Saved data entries
Content starts

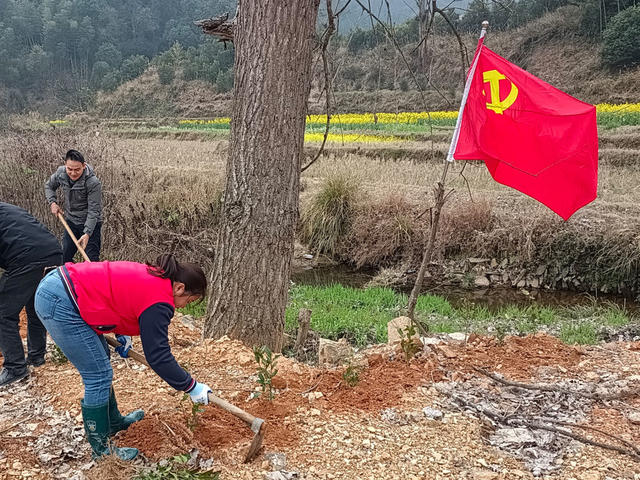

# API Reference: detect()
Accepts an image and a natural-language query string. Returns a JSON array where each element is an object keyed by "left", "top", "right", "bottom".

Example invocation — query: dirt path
[{"left": 1, "top": 316, "right": 640, "bottom": 480}]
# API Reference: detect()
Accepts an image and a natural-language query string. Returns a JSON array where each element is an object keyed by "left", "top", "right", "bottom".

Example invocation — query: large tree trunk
[{"left": 203, "top": 0, "right": 320, "bottom": 351}]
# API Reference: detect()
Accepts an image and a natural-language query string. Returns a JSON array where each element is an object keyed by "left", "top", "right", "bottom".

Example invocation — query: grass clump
[
  {"left": 286, "top": 284, "right": 398, "bottom": 345},
  {"left": 559, "top": 321, "right": 599, "bottom": 345},
  {"left": 301, "top": 175, "right": 359, "bottom": 256}
]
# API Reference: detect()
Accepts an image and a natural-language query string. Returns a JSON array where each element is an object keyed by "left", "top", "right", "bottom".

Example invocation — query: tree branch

Content ends

▸ **Work task**
Please give back all the records above word for word, with no pictures included.

▸ **Task result**
# API Reference: detect()
Accepts an image and a natural-language query string. Returns a JSON array where each element is an object keyed by "left", "top", "right", "bottom".

Example invocation — query: dirt path
[{"left": 1, "top": 316, "right": 640, "bottom": 480}]
# API Reference: detect()
Accepts an image and a natural-language query string. Returns a JSON array where each element is an object keyed by "left", "top", "right", "bottom".

Example invocation — query: large tree trunk
[{"left": 203, "top": 0, "right": 320, "bottom": 351}]
# API Reference: detect()
Accepts an image and a natural-language query string. Returns a JSON array where each element is an object keyed by "left", "top", "right", "bottom".

Example invocation — query: grass clump
[
  {"left": 286, "top": 284, "right": 398, "bottom": 345},
  {"left": 559, "top": 321, "right": 599, "bottom": 345},
  {"left": 301, "top": 175, "right": 359, "bottom": 256}
]
# API Reference: detect()
Accepts an image and a natural-language query string. Returns a JSON array where each element is an object keyed by "left", "top", "right", "bottom".

Example invocation — query: tree branch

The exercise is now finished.